**GIVEN INSTRUCTION:**
Extract every line of the data below that contains the string "green".

::::

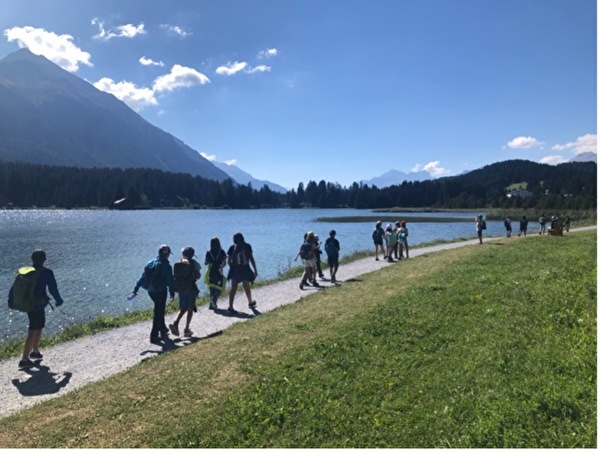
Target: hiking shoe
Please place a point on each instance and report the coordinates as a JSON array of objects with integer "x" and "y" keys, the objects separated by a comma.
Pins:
[
  {"x": 26, "y": 364},
  {"x": 174, "y": 327}
]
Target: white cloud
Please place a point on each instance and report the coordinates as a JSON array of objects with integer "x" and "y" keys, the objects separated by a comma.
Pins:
[
  {"x": 57, "y": 48},
  {"x": 261, "y": 68},
  {"x": 149, "y": 62},
  {"x": 136, "y": 98},
  {"x": 433, "y": 168},
  {"x": 585, "y": 143},
  {"x": 522, "y": 142},
  {"x": 269, "y": 53},
  {"x": 553, "y": 160},
  {"x": 231, "y": 68},
  {"x": 208, "y": 156},
  {"x": 179, "y": 77},
  {"x": 126, "y": 31},
  {"x": 176, "y": 30}
]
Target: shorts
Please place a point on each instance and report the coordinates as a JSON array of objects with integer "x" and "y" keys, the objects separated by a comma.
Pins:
[
  {"x": 187, "y": 301},
  {"x": 309, "y": 263},
  {"x": 37, "y": 319}
]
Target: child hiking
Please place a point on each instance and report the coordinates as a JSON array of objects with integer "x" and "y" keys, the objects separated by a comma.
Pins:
[
  {"x": 44, "y": 279},
  {"x": 185, "y": 274},
  {"x": 215, "y": 260}
]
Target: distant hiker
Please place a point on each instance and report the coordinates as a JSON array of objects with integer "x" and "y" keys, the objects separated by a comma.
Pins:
[
  {"x": 567, "y": 224},
  {"x": 403, "y": 238},
  {"x": 41, "y": 278},
  {"x": 215, "y": 260},
  {"x": 397, "y": 255},
  {"x": 377, "y": 235},
  {"x": 157, "y": 279},
  {"x": 185, "y": 274},
  {"x": 479, "y": 227},
  {"x": 542, "y": 221},
  {"x": 307, "y": 254},
  {"x": 390, "y": 242},
  {"x": 523, "y": 226},
  {"x": 318, "y": 253},
  {"x": 332, "y": 248},
  {"x": 508, "y": 226},
  {"x": 240, "y": 257}
]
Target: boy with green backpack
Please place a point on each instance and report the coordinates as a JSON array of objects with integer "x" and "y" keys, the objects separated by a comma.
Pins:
[{"x": 28, "y": 294}]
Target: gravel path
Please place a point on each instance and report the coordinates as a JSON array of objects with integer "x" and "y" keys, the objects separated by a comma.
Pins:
[{"x": 71, "y": 365}]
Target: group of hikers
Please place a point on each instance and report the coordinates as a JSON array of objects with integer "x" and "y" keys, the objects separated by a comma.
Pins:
[
  {"x": 392, "y": 241},
  {"x": 555, "y": 223},
  {"x": 29, "y": 292}
]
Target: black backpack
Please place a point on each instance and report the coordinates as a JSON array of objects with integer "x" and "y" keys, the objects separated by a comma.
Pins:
[{"x": 184, "y": 278}]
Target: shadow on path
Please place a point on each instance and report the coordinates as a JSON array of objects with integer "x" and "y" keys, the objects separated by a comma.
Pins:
[{"x": 42, "y": 381}]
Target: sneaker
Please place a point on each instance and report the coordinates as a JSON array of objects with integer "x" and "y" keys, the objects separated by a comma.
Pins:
[
  {"x": 174, "y": 327},
  {"x": 26, "y": 364},
  {"x": 36, "y": 355}
]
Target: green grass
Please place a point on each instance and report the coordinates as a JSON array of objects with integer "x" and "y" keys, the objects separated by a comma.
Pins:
[{"x": 483, "y": 346}]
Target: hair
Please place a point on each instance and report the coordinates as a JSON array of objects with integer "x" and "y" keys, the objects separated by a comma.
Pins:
[
  {"x": 215, "y": 244},
  {"x": 38, "y": 256},
  {"x": 238, "y": 238}
]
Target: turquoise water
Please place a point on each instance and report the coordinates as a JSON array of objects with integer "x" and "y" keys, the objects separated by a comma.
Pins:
[{"x": 97, "y": 255}]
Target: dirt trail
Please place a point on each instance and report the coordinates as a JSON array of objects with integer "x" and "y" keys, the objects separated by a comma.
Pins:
[{"x": 71, "y": 365}]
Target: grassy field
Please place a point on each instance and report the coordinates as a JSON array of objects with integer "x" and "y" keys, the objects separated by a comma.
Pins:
[{"x": 483, "y": 346}]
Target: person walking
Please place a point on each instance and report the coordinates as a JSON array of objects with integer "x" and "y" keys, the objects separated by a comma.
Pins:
[
  {"x": 185, "y": 274},
  {"x": 403, "y": 238},
  {"x": 390, "y": 242},
  {"x": 479, "y": 227},
  {"x": 523, "y": 226},
  {"x": 318, "y": 253},
  {"x": 157, "y": 278},
  {"x": 240, "y": 257},
  {"x": 542, "y": 221},
  {"x": 377, "y": 235},
  {"x": 307, "y": 254},
  {"x": 508, "y": 226},
  {"x": 332, "y": 248},
  {"x": 37, "y": 317},
  {"x": 215, "y": 260}
]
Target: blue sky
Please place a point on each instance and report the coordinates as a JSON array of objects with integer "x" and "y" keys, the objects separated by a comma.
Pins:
[{"x": 336, "y": 90}]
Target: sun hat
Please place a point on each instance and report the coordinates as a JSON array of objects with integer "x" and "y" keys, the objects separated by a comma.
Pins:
[{"x": 164, "y": 250}]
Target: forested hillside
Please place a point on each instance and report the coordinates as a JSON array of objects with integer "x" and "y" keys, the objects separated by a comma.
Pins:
[{"x": 569, "y": 185}]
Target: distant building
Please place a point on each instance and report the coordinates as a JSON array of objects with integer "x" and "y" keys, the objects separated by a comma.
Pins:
[{"x": 523, "y": 193}]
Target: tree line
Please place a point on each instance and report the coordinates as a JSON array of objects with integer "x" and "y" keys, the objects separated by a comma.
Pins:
[{"x": 568, "y": 186}]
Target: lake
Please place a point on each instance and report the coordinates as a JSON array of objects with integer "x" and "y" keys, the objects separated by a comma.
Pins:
[{"x": 97, "y": 256}]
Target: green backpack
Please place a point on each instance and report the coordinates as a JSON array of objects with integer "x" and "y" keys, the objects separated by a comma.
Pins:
[{"x": 23, "y": 289}]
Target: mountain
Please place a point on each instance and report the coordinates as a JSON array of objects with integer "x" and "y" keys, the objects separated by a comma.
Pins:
[
  {"x": 392, "y": 177},
  {"x": 585, "y": 157},
  {"x": 241, "y": 177},
  {"x": 50, "y": 116}
]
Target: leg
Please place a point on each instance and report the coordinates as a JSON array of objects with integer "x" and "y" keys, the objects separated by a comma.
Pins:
[{"x": 232, "y": 292}]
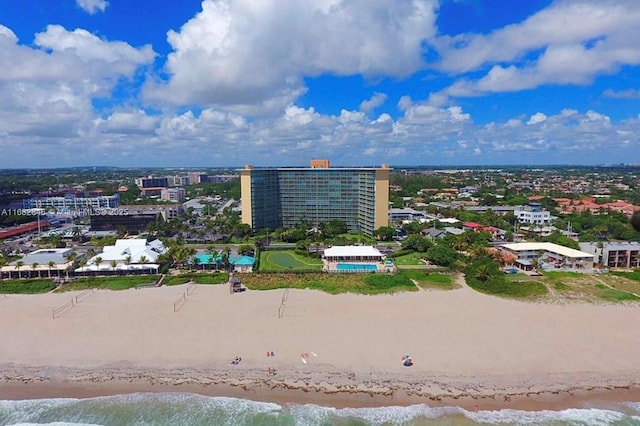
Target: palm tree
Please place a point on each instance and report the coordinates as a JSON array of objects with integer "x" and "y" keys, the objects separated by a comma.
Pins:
[
  {"x": 483, "y": 273},
  {"x": 214, "y": 255},
  {"x": 225, "y": 257},
  {"x": 97, "y": 261},
  {"x": 143, "y": 260},
  {"x": 19, "y": 264},
  {"x": 34, "y": 266}
]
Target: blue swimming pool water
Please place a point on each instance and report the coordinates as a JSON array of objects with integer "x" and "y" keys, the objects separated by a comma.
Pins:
[{"x": 356, "y": 267}]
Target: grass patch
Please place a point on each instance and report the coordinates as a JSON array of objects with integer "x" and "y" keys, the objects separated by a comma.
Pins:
[
  {"x": 486, "y": 277},
  {"x": 428, "y": 280},
  {"x": 287, "y": 260},
  {"x": 26, "y": 286},
  {"x": 215, "y": 278},
  {"x": 633, "y": 275},
  {"x": 561, "y": 286},
  {"x": 613, "y": 295},
  {"x": 109, "y": 283},
  {"x": 408, "y": 259},
  {"x": 330, "y": 283}
]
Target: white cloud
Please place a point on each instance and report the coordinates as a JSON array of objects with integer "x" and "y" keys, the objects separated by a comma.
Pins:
[
  {"x": 622, "y": 94},
  {"x": 128, "y": 122},
  {"x": 92, "y": 6},
  {"x": 47, "y": 89},
  {"x": 243, "y": 52},
  {"x": 536, "y": 118},
  {"x": 372, "y": 103},
  {"x": 570, "y": 42}
]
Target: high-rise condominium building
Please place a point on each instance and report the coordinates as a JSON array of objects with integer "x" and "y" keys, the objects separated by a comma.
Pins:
[{"x": 288, "y": 196}]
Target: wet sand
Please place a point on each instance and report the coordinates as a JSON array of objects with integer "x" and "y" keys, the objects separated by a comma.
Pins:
[{"x": 468, "y": 349}]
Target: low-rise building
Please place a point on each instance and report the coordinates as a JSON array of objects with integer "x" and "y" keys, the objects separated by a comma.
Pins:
[
  {"x": 126, "y": 256},
  {"x": 355, "y": 259},
  {"x": 615, "y": 254},
  {"x": 40, "y": 264},
  {"x": 549, "y": 256},
  {"x": 175, "y": 195},
  {"x": 533, "y": 214}
]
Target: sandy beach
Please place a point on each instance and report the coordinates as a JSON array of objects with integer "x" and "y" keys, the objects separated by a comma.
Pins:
[{"x": 468, "y": 349}]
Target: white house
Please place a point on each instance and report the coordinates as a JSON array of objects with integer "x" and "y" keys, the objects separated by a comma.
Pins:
[
  {"x": 549, "y": 256},
  {"x": 128, "y": 255}
]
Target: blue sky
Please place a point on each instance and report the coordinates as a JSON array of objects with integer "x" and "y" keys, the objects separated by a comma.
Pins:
[{"x": 224, "y": 83}]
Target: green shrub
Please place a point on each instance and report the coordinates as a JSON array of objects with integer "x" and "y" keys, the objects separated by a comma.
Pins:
[
  {"x": 485, "y": 276},
  {"x": 613, "y": 295}
]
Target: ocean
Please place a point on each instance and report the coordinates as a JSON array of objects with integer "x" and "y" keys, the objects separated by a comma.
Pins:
[{"x": 190, "y": 409}]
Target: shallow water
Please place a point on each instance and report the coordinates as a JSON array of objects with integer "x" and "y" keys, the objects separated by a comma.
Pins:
[{"x": 191, "y": 409}]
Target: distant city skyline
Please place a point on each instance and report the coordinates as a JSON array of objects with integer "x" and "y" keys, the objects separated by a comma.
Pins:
[{"x": 224, "y": 83}]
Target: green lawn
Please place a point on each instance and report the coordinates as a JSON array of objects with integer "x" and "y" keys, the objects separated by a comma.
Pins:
[
  {"x": 287, "y": 260},
  {"x": 408, "y": 259},
  {"x": 330, "y": 283},
  {"x": 428, "y": 280},
  {"x": 109, "y": 283},
  {"x": 208, "y": 278}
]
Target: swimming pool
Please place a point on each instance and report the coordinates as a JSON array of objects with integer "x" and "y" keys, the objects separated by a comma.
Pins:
[{"x": 356, "y": 267}]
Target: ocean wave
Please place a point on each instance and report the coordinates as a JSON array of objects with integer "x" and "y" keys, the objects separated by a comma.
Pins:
[{"x": 191, "y": 409}]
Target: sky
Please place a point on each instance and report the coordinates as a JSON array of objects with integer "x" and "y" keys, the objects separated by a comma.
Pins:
[{"x": 225, "y": 83}]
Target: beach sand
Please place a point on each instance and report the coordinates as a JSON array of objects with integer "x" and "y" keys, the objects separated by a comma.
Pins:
[{"x": 469, "y": 349}]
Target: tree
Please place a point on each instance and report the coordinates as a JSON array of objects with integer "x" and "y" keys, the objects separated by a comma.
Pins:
[
  {"x": 97, "y": 261},
  {"x": 213, "y": 253},
  {"x": 417, "y": 243},
  {"x": 19, "y": 264},
  {"x": 483, "y": 272},
  {"x": 245, "y": 249},
  {"x": 34, "y": 266},
  {"x": 50, "y": 264},
  {"x": 443, "y": 255},
  {"x": 385, "y": 233},
  {"x": 635, "y": 220}
]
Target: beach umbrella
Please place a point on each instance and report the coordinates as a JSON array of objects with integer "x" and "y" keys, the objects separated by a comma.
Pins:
[{"x": 407, "y": 361}]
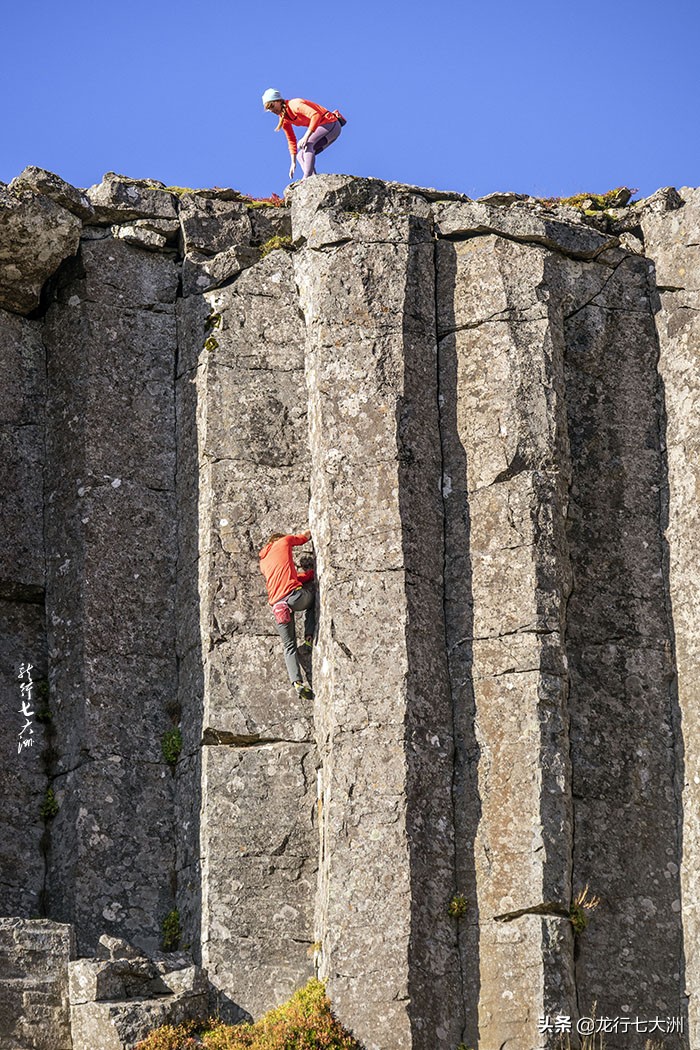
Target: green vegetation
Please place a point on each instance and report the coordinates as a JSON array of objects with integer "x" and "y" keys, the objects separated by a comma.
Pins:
[
  {"x": 170, "y": 931},
  {"x": 285, "y": 244},
  {"x": 594, "y": 204},
  {"x": 305, "y": 1022},
  {"x": 580, "y": 908},
  {"x": 49, "y": 806},
  {"x": 458, "y": 906},
  {"x": 171, "y": 744}
]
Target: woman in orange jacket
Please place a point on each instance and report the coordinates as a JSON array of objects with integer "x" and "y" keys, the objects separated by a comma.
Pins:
[{"x": 322, "y": 124}]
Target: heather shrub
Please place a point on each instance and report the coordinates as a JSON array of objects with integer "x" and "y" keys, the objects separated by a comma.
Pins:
[{"x": 303, "y": 1023}]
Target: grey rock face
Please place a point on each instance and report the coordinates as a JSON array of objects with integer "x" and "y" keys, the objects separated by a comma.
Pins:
[
  {"x": 383, "y": 720},
  {"x": 36, "y": 235},
  {"x": 118, "y": 198},
  {"x": 252, "y": 470},
  {"x": 213, "y": 226},
  {"x": 149, "y": 233},
  {"x": 56, "y": 189},
  {"x": 34, "y": 985},
  {"x": 671, "y": 238},
  {"x": 503, "y": 511},
  {"x": 22, "y": 406},
  {"x": 521, "y": 223},
  {"x": 505, "y": 482}
]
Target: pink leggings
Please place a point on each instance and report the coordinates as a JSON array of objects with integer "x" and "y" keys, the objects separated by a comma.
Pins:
[{"x": 322, "y": 137}]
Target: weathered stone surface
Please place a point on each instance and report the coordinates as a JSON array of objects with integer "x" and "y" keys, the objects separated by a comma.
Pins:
[
  {"x": 135, "y": 977},
  {"x": 119, "y": 198},
  {"x": 671, "y": 239},
  {"x": 121, "y": 1026},
  {"x": 213, "y": 226},
  {"x": 117, "y": 947},
  {"x": 505, "y": 710},
  {"x": 22, "y": 775},
  {"x": 56, "y": 189},
  {"x": 152, "y": 234},
  {"x": 22, "y": 362},
  {"x": 253, "y": 480},
  {"x": 111, "y": 547},
  {"x": 268, "y": 223},
  {"x": 521, "y": 223},
  {"x": 258, "y": 873},
  {"x": 34, "y": 984},
  {"x": 377, "y": 524},
  {"x": 505, "y": 479},
  {"x": 203, "y": 272},
  {"x": 619, "y": 644},
  {"x": 37, "y": 235}
]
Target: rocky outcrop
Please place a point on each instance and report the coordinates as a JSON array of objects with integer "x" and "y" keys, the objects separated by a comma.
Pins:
[
  {"x": 35, "y": 1008},
  {"x": 36, "y": 235},
  {"x": 484, "y": 410},
  {"x": 118, "y": 999}
]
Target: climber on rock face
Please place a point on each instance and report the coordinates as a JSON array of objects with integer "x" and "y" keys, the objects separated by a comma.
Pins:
[
  {"x": 323, "y": 127},
  {"x": 290, "y": 591}
]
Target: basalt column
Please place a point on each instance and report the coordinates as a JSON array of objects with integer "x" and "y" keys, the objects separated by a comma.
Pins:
[
  {"x": 672, "y": 236},
  {"x": 22, "y": 634},
  {"x": 242, "y": 357},
  {"x": 110, "y": 537},
  {"x": 506, "y": 476},
  {"x": 384, "y": 719},
  {"x": 619, "y": 647}
]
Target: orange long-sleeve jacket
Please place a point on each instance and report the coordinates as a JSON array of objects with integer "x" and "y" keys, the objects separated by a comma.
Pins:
[
  {"x": 303, "y": 113},
  {"x": 278, "y": 568}
]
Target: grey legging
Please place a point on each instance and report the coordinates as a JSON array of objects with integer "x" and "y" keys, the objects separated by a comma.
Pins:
[
  {"x": 304, "y": 599},
  {"x": 322, "y": 137}
]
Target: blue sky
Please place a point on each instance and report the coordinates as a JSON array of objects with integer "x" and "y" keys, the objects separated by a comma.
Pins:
[{"x": 545, "y": 98}]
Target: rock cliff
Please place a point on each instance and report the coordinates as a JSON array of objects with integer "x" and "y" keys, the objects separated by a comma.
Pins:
[{"x": 486, "y": 411}]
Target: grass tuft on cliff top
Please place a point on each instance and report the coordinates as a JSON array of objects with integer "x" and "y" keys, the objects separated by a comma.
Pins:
[{"x": 305, "y": 1022}]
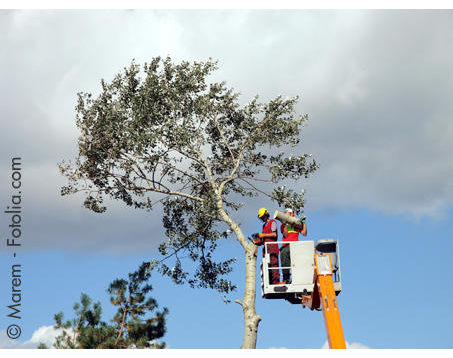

::::

**OUTPUT BELOW:**
Target: boy with green backpack
Target: green grass
Target: green backpack
Target: green shrub
Target: green lawn
Target: green vegetation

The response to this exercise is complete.